-------- TESTO SCELTO
Arrivando a Camerino,  la prima e l’ultima cosa che Papa Francesco vedrà sarà quello che resta del campanile di Santa Maria in Via, crollato su una palazzina – per fortuna senza provocare vittime – subito dopo la scossa delle 21.18, quella più violenta del 26 ottobre 2016 e ora collocato proprio sulla strada, accanto alla chiesa della Madonna delle Carceri.  A rivelarlo è l’arcivescovo di Camerino-San Severino Marche, Francesco Massara, insediatosi da otto mesi ma già con gli occhi e col cuore vicino alla situazione di disagio – e nello stesso tempo alla voglia di riscatto – che sta vivendo la sua gente, anche a causa di quelle che il presule definisce “promesse mancate”. “Si rinasce se si lavora insieme”, l’appello. Il sogno più grande? “Ritornare nelle proprie case”.
Sarebbe molto bello se il Papa, il 16 giugno, riuscisse ad attraversare la città fino al Santuario di Santa Maria in Via. Quello che è certo è che il viaggio a Camerino comincerà con la  sosta alle strutture abitative emergenziali (Sae) in Località Cortine, dove Francesco entrerà in alcuni alloggi per intrattenersi con le famiglie.

“Sarà un momento di condivisione e di speranza”, annuncia mons. Massara. Poi, in forma privata, il Papa si recherà in piazza Cavour per visitare in forma privata la cattedrale e verificare di persona i danni provocati del terremoto.  A seguire l’incontro con i sindaci dei comuni della diocesi, “come forma di solidarietà e di vicinanza alle istituzioni locali”, spiega il vescovo. Alle 10.30 la celebrazione della Messa e l’Angelus, prima del pranzo al Centro San Paolo con i sacerdoti. Prima di ripartire, l’incontro al Palasport con i bambini della Prima Comunione, “per dare gioia a coloro che saranno il futuro del territorio”, conclude mons. Massara.

Siamo ormai alla vigilia dell’arrivo del Papa. Qual è il clima che si respira nella sua diocesi?
C’è un clima positivo, di gioia. La presenza del Santo Padre è una grazia per tutto il territorio, perché rappresenta la volontà di riconfermarci nella fede e soprattutto nella speranza, in un territorio martoriato dal terremoto, dove al terremoto strutturale si è affiancato un territorio dell’animo e, coas ancora più grave, delle promesse mancate.
----------------
Rispondi in breve a queste domande sul brano relativo alla visita del Papa a Camerino:
1. In quale giorno il Papa sarà a Camerino?
2. Dove pranzerà con i sacerdoti?
3. A che ora è prevista la celebrazione della Messa?
I record che seguono sono materiale a sé, separato dal brano.
-------- DATI FORNITI
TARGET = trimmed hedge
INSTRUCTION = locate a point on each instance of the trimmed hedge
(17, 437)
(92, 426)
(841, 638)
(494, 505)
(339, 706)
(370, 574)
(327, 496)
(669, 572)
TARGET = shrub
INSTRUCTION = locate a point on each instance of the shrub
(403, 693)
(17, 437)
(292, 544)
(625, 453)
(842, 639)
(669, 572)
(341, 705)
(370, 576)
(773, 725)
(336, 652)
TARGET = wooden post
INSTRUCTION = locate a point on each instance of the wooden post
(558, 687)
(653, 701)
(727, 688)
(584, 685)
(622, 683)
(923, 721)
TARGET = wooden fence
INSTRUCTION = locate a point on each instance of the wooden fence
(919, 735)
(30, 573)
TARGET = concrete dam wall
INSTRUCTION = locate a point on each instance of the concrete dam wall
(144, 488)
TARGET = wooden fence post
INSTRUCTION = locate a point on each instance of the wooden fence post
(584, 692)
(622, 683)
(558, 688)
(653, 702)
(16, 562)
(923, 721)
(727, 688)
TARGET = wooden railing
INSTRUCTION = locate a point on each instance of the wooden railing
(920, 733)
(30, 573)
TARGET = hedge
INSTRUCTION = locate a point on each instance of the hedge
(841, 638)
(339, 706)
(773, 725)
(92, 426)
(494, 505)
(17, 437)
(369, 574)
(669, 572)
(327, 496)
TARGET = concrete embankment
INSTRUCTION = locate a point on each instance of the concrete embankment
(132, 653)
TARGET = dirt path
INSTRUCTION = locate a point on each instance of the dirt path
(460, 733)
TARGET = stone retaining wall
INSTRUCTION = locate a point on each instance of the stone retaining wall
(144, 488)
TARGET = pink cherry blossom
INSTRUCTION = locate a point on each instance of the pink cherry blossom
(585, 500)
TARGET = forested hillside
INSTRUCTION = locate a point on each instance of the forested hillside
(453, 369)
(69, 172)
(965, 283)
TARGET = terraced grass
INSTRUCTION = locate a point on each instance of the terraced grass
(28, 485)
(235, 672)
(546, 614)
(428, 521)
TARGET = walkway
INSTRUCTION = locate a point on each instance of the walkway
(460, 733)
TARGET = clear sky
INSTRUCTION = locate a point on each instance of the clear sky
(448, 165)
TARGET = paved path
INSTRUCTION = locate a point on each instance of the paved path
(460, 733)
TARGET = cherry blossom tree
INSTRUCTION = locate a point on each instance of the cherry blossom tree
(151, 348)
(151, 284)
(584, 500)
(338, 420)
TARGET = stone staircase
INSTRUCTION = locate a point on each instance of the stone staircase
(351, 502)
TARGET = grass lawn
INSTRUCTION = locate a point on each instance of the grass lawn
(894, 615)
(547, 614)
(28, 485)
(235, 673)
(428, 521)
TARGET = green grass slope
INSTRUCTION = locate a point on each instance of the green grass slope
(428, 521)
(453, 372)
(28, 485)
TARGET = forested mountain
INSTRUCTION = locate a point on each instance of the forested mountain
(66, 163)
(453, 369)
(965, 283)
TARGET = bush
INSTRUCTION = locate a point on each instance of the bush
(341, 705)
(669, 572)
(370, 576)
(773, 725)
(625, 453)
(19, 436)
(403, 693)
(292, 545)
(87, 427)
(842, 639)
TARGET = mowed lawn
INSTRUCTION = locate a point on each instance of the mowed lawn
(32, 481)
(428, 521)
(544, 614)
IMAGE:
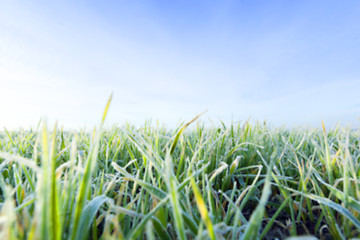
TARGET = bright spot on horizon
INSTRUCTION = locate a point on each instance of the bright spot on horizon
(283, 62)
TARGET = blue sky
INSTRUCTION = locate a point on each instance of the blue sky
(289, 62)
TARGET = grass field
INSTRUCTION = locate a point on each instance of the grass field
(239, 181)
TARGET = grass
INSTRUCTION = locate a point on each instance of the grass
(241, 181)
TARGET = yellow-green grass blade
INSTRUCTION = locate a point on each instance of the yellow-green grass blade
(86, 178)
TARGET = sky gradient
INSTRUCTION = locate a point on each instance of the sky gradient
(287, 62)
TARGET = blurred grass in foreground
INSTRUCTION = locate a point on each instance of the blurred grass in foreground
(231, 182)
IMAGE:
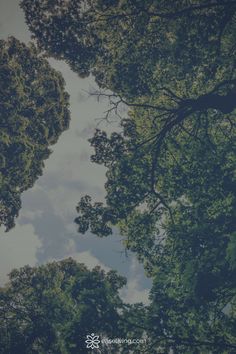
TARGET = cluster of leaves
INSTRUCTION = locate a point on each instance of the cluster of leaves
(52, 308)
(33, 113)
(171, 172)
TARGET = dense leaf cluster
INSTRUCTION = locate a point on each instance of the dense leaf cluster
(33, 113)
----------------
RISPOSTA:
1. Il 16 giugno.
2. Al Centro San Paolo.
3. Alle 10.30.